>> Start
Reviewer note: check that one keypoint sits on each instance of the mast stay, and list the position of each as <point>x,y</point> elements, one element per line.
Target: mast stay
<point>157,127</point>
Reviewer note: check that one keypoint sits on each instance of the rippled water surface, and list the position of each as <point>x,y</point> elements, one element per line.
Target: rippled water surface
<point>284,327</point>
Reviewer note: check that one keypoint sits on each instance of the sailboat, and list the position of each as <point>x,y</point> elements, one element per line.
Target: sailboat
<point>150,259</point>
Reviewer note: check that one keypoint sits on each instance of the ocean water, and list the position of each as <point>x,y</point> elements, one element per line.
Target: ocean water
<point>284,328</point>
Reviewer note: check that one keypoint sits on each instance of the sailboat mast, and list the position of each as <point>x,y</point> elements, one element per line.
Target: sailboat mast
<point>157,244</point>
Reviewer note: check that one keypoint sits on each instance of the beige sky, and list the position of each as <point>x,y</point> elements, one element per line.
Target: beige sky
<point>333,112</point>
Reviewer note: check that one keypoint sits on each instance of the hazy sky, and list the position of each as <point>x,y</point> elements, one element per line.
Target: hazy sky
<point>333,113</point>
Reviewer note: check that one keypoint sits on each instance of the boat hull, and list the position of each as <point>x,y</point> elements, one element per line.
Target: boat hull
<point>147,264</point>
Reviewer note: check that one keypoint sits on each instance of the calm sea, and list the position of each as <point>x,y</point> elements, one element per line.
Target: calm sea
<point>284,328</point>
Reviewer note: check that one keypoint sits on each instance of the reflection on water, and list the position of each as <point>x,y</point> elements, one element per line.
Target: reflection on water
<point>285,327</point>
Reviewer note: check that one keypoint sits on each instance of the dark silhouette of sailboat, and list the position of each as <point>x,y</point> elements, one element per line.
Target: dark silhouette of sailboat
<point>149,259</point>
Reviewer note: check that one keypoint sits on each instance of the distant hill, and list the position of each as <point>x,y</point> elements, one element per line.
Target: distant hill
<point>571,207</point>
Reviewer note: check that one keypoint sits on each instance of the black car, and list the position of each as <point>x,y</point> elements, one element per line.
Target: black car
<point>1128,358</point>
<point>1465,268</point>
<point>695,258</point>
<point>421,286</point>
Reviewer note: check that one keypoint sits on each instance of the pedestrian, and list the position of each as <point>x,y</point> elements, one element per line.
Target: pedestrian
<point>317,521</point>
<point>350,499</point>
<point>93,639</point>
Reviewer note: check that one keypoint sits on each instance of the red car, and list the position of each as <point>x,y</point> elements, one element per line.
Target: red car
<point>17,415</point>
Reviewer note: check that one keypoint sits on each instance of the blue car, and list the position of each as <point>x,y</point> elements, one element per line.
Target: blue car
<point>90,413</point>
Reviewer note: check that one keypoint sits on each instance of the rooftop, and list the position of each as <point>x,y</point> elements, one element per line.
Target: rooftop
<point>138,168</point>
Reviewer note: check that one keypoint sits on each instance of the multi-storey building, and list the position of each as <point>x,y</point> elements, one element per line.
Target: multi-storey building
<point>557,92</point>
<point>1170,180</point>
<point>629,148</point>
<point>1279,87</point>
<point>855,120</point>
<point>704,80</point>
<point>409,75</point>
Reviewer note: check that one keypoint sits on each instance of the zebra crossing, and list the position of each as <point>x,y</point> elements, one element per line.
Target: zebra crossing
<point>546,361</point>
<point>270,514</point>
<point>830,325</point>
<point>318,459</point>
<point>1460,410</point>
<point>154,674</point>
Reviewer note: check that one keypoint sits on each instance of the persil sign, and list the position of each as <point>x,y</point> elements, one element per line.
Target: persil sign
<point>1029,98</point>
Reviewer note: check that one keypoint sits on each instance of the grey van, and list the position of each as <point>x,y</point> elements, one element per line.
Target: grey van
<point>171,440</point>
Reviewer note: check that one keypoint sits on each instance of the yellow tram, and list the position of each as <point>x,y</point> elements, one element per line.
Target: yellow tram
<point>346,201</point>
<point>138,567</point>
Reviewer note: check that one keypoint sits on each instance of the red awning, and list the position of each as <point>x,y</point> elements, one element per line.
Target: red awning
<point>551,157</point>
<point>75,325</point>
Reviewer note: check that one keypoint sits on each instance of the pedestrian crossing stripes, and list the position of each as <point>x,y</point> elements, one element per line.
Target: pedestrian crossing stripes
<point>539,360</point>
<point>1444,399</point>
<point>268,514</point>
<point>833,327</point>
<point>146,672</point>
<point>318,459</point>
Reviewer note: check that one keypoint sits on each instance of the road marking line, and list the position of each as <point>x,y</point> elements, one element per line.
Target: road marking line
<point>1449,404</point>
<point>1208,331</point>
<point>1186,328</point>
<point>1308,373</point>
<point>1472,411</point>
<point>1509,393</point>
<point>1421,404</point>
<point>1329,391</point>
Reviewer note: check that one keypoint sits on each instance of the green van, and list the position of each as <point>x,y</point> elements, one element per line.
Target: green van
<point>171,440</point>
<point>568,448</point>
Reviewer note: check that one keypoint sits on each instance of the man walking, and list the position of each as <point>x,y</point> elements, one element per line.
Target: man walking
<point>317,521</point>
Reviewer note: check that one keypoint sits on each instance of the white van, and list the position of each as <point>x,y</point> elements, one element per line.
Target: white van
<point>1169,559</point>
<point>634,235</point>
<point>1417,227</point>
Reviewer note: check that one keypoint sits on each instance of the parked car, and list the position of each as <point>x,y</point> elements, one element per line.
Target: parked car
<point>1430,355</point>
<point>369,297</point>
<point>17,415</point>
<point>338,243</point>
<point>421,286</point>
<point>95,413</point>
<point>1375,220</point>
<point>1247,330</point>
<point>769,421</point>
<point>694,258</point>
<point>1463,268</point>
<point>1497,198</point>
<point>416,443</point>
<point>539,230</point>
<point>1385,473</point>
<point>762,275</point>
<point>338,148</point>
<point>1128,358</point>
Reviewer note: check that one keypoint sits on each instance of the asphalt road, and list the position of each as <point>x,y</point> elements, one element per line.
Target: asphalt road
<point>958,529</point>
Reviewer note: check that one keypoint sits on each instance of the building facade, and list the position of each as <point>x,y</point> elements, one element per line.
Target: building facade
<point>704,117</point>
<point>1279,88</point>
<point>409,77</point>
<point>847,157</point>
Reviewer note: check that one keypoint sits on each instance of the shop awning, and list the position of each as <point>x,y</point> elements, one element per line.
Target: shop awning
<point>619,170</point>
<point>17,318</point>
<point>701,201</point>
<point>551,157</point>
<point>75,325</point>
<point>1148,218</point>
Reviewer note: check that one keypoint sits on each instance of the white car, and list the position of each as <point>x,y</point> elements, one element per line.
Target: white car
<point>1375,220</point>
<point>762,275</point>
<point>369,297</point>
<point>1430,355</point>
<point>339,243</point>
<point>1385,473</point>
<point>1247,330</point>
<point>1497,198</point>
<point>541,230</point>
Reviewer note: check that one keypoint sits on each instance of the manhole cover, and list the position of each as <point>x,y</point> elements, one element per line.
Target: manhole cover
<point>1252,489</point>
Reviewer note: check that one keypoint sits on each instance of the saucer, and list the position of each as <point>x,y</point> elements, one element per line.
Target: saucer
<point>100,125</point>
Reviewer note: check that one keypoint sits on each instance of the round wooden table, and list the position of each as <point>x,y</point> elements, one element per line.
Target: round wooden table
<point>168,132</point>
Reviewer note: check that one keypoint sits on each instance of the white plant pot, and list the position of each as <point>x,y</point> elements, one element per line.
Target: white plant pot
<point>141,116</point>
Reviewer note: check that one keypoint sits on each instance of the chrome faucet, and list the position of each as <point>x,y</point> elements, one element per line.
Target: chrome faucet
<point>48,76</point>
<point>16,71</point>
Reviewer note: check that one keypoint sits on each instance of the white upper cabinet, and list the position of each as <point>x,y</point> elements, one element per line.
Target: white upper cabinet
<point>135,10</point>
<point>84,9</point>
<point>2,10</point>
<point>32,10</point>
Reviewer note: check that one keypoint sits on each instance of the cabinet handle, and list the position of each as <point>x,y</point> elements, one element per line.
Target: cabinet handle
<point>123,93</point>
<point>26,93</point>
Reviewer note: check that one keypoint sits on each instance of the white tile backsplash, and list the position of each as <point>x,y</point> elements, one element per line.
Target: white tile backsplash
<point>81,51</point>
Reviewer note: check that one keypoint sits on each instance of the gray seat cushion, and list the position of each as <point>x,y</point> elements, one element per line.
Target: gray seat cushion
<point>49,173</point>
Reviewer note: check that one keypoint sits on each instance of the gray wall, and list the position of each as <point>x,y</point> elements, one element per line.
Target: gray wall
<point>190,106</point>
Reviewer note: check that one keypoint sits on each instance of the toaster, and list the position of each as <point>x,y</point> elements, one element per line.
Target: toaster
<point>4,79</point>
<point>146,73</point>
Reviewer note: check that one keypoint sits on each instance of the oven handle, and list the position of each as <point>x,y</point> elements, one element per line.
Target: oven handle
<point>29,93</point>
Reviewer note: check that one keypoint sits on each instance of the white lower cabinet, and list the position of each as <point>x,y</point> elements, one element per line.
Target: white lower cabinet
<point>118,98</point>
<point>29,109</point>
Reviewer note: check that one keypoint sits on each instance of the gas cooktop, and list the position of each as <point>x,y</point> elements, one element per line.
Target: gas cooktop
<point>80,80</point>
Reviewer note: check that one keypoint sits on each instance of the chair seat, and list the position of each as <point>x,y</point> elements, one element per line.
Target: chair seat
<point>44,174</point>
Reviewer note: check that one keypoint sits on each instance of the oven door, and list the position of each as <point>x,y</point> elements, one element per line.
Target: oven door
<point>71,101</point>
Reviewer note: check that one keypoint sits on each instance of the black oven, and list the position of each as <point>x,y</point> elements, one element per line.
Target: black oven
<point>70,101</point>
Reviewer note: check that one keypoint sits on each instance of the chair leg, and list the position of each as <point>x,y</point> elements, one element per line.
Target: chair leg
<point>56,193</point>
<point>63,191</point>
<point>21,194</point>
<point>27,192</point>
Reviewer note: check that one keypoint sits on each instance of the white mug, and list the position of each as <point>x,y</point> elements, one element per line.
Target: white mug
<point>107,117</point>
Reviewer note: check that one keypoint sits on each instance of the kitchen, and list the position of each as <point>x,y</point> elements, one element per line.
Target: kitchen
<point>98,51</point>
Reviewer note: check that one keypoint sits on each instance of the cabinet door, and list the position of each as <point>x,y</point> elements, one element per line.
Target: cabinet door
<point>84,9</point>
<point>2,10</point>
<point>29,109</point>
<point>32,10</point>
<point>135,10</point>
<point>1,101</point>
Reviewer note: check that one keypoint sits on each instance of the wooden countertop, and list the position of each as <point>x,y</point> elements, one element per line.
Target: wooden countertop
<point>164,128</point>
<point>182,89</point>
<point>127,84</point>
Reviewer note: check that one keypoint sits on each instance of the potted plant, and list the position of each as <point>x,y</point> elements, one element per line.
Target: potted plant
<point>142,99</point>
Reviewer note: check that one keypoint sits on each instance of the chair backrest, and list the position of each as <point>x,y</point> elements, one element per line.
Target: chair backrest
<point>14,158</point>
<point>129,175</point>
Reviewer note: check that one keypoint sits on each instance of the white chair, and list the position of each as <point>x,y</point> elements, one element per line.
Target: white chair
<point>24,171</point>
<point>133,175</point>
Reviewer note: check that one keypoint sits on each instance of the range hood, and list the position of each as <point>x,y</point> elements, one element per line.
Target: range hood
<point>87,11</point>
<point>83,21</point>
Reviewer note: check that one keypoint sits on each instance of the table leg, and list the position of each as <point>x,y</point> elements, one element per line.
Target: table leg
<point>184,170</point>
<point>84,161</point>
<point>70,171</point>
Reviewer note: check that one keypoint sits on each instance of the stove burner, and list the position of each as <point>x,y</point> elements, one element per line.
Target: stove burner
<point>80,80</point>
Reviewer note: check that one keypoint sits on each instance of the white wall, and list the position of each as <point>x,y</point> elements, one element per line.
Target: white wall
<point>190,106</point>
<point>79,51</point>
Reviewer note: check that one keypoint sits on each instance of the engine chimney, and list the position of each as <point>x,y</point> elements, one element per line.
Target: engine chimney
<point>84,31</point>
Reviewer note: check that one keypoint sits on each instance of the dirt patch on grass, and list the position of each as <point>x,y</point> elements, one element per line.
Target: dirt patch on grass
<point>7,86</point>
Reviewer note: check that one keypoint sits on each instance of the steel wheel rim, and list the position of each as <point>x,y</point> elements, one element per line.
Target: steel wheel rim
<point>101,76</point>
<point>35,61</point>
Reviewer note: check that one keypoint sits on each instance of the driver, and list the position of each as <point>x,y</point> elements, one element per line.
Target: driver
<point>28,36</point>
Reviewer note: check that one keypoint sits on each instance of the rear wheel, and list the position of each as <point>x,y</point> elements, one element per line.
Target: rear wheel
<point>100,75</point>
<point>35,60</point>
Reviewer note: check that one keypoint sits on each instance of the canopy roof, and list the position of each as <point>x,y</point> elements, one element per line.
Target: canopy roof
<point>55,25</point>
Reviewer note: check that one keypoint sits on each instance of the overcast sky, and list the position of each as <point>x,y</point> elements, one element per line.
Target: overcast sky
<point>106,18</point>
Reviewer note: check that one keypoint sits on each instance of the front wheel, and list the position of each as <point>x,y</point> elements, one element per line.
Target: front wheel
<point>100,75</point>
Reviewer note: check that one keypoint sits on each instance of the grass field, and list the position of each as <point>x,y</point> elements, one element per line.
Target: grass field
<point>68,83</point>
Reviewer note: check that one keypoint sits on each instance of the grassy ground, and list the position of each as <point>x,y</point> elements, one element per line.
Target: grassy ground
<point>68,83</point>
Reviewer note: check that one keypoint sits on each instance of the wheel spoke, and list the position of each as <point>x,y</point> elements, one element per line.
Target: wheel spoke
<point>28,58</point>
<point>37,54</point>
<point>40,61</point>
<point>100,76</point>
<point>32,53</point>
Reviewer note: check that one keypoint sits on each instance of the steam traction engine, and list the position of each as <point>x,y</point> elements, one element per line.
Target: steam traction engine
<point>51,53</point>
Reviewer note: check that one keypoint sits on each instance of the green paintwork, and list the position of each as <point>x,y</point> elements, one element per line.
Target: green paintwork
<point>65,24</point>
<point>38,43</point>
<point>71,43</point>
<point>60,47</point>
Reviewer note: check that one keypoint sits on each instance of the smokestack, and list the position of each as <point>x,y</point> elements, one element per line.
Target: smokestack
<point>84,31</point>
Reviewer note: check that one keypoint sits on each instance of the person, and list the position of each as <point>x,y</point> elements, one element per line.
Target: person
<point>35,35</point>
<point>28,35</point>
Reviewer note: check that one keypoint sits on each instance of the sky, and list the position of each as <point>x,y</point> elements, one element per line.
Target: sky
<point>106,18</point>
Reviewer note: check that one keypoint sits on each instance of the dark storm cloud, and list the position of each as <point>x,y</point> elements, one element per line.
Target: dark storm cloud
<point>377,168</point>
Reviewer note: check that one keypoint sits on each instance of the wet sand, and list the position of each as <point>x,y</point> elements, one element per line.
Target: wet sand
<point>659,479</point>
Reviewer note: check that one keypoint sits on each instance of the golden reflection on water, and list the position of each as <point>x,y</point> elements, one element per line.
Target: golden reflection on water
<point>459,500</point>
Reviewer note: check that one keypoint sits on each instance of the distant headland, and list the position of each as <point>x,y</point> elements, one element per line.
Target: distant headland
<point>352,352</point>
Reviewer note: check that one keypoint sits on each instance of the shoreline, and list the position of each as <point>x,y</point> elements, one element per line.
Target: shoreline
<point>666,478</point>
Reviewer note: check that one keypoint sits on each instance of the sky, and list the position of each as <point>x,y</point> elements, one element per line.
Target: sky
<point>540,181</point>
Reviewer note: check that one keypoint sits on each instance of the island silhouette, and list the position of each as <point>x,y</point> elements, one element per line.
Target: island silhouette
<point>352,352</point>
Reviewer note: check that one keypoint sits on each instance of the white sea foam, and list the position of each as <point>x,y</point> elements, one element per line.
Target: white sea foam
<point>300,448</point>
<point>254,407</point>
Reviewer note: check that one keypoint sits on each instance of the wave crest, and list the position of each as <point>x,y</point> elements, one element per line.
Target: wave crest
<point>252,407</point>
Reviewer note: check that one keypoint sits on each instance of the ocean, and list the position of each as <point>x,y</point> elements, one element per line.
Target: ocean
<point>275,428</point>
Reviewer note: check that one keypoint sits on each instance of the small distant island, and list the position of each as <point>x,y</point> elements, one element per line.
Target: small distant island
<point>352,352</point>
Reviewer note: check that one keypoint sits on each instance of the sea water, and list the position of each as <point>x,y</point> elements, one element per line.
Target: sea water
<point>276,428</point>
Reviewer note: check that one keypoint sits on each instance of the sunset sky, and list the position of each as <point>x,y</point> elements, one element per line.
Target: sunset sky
>> End
Exercise aim: Copy the items between the line holding "the shoreline, and" and the line holding "<point>254,407</point>", inclusive, and change "keypoint" to "marker" throughout, leaving all else as it stands.

Written solution:
Reviewer note: check that one marker sits on each instance of the shoreline, and list the position of each as <point>x,y</point> elements, one element per line.
Target: shoreline
<point>666,478</point>
Reviewer note: check that one marker sits on each instance of the sky, and list the position of each as <point>x,y</point> elements, one element per line.
Target: sky
<point>540,181</point>
Reviewer note: check that one marker sits on each instance of the island silhouette, and list the position of each as <point>x,y</point> elements, one element per line.
Target: island silhouette
<point>352,352</point>
Reviewer note: check that one marker sits on each instance of the white sea foam, and list the position of each as <point>x,y</point> elements, one element per line.
Target: white sea foam
<point>300,448</point>
<point>254,407</point>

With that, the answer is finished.